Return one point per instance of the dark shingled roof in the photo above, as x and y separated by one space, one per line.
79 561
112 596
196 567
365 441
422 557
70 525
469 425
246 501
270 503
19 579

Challenge:
Extract every line of the data above and reproduce each one verbatim, in its original order.

Exercise answer:
Return one point per instance of the dark shingled roof in the photo above, as x and y separated by one space, one per line.
79 561
112 596
196 567
365 441
422 557
70 525
469 425
246 501
270 503
19 579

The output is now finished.